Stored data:
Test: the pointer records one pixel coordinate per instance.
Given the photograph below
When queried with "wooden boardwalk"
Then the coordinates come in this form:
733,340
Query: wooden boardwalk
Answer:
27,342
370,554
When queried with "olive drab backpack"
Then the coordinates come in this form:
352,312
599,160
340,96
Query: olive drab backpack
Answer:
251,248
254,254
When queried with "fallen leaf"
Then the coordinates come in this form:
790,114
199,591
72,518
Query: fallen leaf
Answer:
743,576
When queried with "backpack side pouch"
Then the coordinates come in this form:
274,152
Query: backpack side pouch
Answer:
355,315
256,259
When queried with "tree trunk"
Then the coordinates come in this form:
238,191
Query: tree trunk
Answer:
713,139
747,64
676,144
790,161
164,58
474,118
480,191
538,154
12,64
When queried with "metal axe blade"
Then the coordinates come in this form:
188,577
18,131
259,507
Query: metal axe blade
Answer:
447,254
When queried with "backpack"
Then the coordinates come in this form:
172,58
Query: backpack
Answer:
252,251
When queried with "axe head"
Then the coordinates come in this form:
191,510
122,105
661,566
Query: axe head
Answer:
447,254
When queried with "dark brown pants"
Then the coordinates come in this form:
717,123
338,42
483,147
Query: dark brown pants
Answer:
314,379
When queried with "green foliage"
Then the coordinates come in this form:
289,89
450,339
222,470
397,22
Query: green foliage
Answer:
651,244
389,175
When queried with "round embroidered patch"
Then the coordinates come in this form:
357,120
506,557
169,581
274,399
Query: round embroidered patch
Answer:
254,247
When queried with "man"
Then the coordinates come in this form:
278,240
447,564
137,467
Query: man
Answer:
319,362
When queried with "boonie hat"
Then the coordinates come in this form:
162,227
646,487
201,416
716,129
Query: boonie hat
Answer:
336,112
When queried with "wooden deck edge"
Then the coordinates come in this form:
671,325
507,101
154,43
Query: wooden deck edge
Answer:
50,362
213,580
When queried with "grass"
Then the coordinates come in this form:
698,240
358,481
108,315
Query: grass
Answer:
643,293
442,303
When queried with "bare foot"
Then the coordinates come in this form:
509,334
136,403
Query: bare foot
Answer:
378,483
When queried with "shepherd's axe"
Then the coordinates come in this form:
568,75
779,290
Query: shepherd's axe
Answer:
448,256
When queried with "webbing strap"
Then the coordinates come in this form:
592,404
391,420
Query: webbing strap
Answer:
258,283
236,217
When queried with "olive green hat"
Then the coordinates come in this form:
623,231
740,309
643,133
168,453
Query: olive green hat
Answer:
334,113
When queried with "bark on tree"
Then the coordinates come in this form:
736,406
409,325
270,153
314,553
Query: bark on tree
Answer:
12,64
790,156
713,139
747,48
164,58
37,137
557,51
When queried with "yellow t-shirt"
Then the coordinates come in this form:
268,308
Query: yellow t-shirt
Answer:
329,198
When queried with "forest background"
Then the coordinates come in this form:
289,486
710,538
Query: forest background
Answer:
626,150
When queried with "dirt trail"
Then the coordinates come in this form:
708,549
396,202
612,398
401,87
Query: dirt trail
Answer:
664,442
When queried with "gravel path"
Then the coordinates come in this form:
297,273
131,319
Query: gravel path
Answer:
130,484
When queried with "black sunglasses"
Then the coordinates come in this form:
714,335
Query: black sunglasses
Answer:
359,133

▶ [EXERCISE DIRECTIONS]
Every one of the entries must be printed exactly.

▶ [COMPLETED EXERCISE]
Test: the pointer records one pixel coordinate per instance.
Given the photograph below
When queried with "wooden boardwalk"
Then the coordinates come in this form:
733,340
Query: wooden boardwalk
Answer:
27,342
370,554
When queried with "olive drab backpack"
Then the coordinates come in this form:
352,312
599,160
340,96
Query: olive drab backpack
Answer:
251,248
254,254
When queried with "fallen leaf"
Then the coordinates come in this form:
790,114
199,591
72,518
Query: fallen leaf
Answer:
743,576
When queried with "backpack side pouch"
Then the coordinates come in this form:
274,152
Query: backpack side pouch
Answer:
355,315
256,259
When queried with "tree trunk"
Then the coordinates come in this form:
238,191
Query: tree trunk
Answer:
713,139
747,64
676,144
790,161
164,58
474,118
480,191
538,154
12,64
When queried with "metal axe blade"
Then the coordinates come in this form:
188,577
18,131
259,507
Query: metal axe blade
Answer:
447,254
When queried with "backpack"
Then the coordinates come in this form:
172,58
Query: backpack
Answer:
252,251
When queried with "axe head"
Then the coordinates come in this form:
191,510
122,105
661,566
Query: axe head
Answer:
447,254
When queried with "dark brown pants"
Then the coordinates come in this form:
717,123
338,42
483,147
Query: dark brown pants
Answer:
314,379
When queried with "green foliage"
Then the coordinates come in this form:
289,89
450,339
222,470
397,22
Query: green foliage
Answer:
651,244
389,175
When queried with "round embroidered patch"
Then the coordinates come in this form:
357,120
506,557
169,581
274,399
Query: round embroidered patch
Answer:
254,247
When queried with "man"
Then the coordinates come in this form:
278,240
447,564
137,467
Query: man
Answer:
319,362
When queried with "boonie hat"
Then the coordinates come in this form:
162,227
646,487
201,416
716,129
Query: boonie hat
Answer:
336,112
When queried with "wooden deck edge"
Then the coordinates come in this form:
671,325
507,101
154,43
Query: wooden deck edge
Answer:
50,362
213,580
When queried with "grass"
Then the coordinates come in this form:
698,240
358,481
108,315
Query: grass
Answer:
643,293
442,303
When queried with "bare foot"
Then the coordinates come in this form:
509,334
136,403
Query: bare foot
Answer:
378,483
When queried with "shepherd's axe"
Then the coordinates come in this form:
568,75
779,290
Query: shepherd's axe
Answer:
448,256
When queried with "webbing strap"
Then the coordinates come in this form:
592,404
391,420
Query: webbing strap
Answer:
258,283
236,217
When queried with "olive green hat"
Then the coordinates come in this form:
623,231
740,309
643,133
168,453
Query: olive green hat
Answer:
334,113
When queried with "bark on tree"
Then the coordinates come in this form:
736,406
409,325
270,153
314,553
Query: bark on tree
Answer:
12,64
790,156
713,139
747,48
164,58
37,137
557,51
When queried with "yellow t-shirt"
Then the coordinates come in this form:
268,308
Query: yellow t-shirt
Answer:
329,198
When queried with "forest background"
Then the coordinates come in this form:
289,486
710,538
Query: forest background
Answer:
626,150
When queried with "dirt trail"
Then the coordinates come in this form:
708,549
396,202
612,398
401,87
Query: dirt trail
Answer:
664,442
When queried with "gravel path"
Then the coordinates come in this form:
297,273
131,319
Query: gravel path
Answer:
130,484
When queried with "black sunglasses"
Then the coordinates come in this form:
714,335
Query: black sunglasses
Answer:
359,133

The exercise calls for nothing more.